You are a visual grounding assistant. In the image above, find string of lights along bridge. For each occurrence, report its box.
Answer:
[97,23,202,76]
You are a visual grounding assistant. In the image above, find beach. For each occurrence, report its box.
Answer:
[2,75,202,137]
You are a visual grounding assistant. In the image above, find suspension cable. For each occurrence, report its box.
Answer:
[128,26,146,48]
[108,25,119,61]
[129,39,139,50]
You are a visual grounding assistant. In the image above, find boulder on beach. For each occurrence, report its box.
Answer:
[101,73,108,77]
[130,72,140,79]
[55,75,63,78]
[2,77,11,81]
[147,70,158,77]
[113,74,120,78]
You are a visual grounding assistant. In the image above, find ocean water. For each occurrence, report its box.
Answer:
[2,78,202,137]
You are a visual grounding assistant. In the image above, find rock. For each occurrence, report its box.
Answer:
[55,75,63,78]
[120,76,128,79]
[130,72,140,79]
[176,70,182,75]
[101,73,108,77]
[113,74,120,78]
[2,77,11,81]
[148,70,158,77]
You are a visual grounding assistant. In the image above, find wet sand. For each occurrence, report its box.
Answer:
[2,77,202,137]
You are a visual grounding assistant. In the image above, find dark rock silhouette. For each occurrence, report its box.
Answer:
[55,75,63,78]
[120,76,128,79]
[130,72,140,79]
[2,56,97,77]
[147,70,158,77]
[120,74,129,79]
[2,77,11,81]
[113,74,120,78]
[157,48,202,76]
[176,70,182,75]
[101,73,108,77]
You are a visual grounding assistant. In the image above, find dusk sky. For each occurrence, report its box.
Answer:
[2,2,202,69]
****
* _Task to carry out_: Write out the listing above word for word, from its first line up to and including the line with "[2,75,202,137]".

* _Reply_:
You are a visual grounding assistant. In the image above, find string of lights along bridge. For each occurrence, report its box.
Answer:
[97,23,202,76]
You are a visual grounding assistant. In the image above, find beach. For each occurrence, report its box.
Answer:
[2,75,202,137]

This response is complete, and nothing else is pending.